• _Text to read_

* BEGIN *

2012 FIA WTCC Race of Brazil
- Round 8 of 12 in the 2012 World Touring Car Championship at Autódromo Internacional de Curitiba in Pinhais, Brazil.
- Date: 22 July, 2012
- Location: Pinhais, Brazil
- Course: Autódromo Internacional de Curitiba 3.695 kilometres (2.296 mi)

Race One
- Laps: 15

Pole position
- Driver:  / Yvan Muller / Chevrolet
- Time:  / 1:22.289

Podium
- First:  / Yvan Muller / Chevrolet
- Second:  / Alain Menu / Chevrolet
- Third:  / Robert Huff / Chevrolet

Fastest Lap
- Driver:  / Yvan Muller / Chevrolet
- Time:  / 1:23.920

Race Two
- Laps: 16

Podium
- First:  / Robert Huff / Chevrolet
- Second:  / Alain Menu / Chevrolet
- Third:  / Gabriele Tarquini / Lukoil Racing Team

Fastest Lap
- Driver:  / Robert Huff / Chevrolet
- Time:  / 1:24.244

= 2012 FIA WTCC Race of Brazil =

The 2012 FIA WTCC Race of Brazil was the eighth round of the 2012 World Touring Car Championship season and the seventh running of the FIA WTCC Race of Brazil. It was held on 22 July 2012 at the Autódromo Internacional de Curitiba in Pinhais, Brazil. Both races were won by Chevrolet with Yvan Muller winning race one and Robert Huff winning race two.

==Background==
In the break prior to the event, Chevrolet announced they were pulling out of the World Touring Car Championship at the end of the season. This would leave Muller, Huff and Alain Menu without drives for the 2013 season. It was Yvan Muller who was leading the championship coming into Brazil on 245 points ahead of Huff and Menu. Pepe Oriola was leading the Yokohama Independents' Trophy.

In the weeks prior to Brazil, Honda also announced their 2013 driver lineup. Gabriele Tarquini and Tiago Monteiro would join the works team for the following season, with Monteiro also driving for them in the final three events of the 2012 season.

Pasquale di Sabatino, recovering from bronchitis and pneumonia was ruled out of competing by doctors. Michel Nykjær substituted for the Italian driver at bamboo-engineering for the weekend.

==Report==

===Free Practice===
Muller led a Chevrolet 1–2–3 in free practice one with Tarquini in fourth ahead of the bamboo-engineering Chevrolet duo of Michel Nykjær and Alex MacDowall.

Muller topped the times once again in the second free practice session ahead of both his Chevrolet teammates. Behind them it was the future Honda duo of Tarquini and Monteiro in front of the bamboo-engineering drivers.

===Qualifying===
After leading both free practice sessions, Muller took his third pole position of the season with Menu second and Huff third. Nykjær lined up fourth on his return to the WTCC with Tarquini the leading non-Chevrolet driver in fifth. Norbert Michelisz finished 10th in Q2 to take the reversed grid pole position for race two.

* END *

• _Extracted information_
* BEGIN *

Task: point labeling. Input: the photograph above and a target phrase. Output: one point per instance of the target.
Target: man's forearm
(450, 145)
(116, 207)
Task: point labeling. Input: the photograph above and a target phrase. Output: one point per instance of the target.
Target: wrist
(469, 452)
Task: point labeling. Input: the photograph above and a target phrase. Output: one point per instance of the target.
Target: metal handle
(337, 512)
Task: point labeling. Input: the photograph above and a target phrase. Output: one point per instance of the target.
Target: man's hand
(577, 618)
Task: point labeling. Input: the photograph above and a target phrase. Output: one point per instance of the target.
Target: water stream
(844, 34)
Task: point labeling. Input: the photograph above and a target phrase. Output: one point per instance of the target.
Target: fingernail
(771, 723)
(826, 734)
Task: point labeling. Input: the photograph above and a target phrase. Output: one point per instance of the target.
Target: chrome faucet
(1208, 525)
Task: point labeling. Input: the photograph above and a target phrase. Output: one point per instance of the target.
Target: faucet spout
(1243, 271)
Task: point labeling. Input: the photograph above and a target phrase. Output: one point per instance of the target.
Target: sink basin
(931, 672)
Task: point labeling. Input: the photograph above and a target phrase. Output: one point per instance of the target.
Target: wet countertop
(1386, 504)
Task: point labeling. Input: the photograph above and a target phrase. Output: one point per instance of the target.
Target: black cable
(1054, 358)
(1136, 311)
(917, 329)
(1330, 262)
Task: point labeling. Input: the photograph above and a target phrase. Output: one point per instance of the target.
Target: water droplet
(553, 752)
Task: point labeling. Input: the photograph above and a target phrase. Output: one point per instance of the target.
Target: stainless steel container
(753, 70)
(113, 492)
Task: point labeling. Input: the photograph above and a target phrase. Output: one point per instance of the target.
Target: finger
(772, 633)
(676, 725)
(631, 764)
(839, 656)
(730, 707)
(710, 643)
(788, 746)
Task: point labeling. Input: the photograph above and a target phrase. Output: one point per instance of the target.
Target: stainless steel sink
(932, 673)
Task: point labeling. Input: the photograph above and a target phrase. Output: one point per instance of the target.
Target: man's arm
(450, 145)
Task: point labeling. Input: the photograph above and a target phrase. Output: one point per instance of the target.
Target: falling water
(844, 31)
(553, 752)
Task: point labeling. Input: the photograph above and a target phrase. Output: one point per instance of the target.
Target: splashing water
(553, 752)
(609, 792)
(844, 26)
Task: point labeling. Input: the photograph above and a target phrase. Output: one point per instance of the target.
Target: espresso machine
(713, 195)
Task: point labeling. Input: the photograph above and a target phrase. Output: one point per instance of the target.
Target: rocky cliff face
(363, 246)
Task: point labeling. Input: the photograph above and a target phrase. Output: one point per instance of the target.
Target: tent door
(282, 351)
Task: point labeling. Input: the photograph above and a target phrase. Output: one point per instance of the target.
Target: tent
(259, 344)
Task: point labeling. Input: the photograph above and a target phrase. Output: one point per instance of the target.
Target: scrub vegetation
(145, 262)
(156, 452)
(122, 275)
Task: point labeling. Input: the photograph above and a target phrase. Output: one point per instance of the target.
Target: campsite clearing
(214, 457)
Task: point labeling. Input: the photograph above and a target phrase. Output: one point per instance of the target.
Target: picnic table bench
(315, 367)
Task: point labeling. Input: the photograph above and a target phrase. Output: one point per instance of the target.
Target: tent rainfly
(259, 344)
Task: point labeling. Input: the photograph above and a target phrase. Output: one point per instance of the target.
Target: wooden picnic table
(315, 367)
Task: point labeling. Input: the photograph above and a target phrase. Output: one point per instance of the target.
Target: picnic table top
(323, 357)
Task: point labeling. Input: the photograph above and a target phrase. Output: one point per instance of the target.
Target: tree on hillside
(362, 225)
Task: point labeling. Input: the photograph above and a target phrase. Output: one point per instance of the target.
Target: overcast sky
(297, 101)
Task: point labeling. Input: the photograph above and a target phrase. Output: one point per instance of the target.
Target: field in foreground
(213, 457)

* END *

• _Task instructions_
(a) In the report on the 2012 FIA WTCC Race of Brazil, who replaced Pasquale di Sabatino at bamboo-engineering for the weekend?
(b) Carry on with the report on the 2012 FIA WTCC Race of Brazil from the point where it stops.
The lines above have no connection to the report on the 2012 FIA WTCC Race of Brazil.

• _Answers provided_
(a) Michel Nykjær

(b)
===Warm-Up===
Muller led a Chevrolet 1–2–3–4 in Sunday morning's warm-up session with Tarquini the fastest non-Chevrolet car.

===Race One===
The three Chevrolet cars led from the start and had an easy race with the exception of third placed Huff who had to defend from the SEAT of Tarquini. A coming together on the second lap forced both Monteiro and Alberto Cerqui into retirement. Tarquini finished fourth behind the works Chevrolet cars, led by Muller and ahead of the bamboo-engineering pair of Nykjær and MacDowall. Nykjær celebrated his return to the WTCC as the winning independent driver. Michelisz finished ahead of Oriola in the independents' race which would see him close in the Yokohama Trophy title lead. A last lap coming together between Stefano D'Aste and Franz Engstler for fifteenth landed D'Aste with a 30-second penalty after the race, dropping him to seventeenth.

===Race Two===
Michelisz started on pole position for the second race and he held the lead until half distance when he got passed by Tarquini, Huff, Menu and Muller on the same lap. Huff and Menu were then able to overtake the Italian driver and use him as a buffer between themselves and championship leader Muller. A coming together between ROAL Motorsport's Cerqui and Lukoil Racing Team's Aleksei Dudukalo forced the BMW to crash into the pit wall and retirement. At the flag Huff and Menu formed a Chevrolet 1–2 with Tarquini third and Muller missing out on a podium in fourth. Michelisz finished fifth as the winning independent as Oriola watched on from the pits having retired from the race, his Yokohama Trophy lead lost to the Zengő Motorsport driver.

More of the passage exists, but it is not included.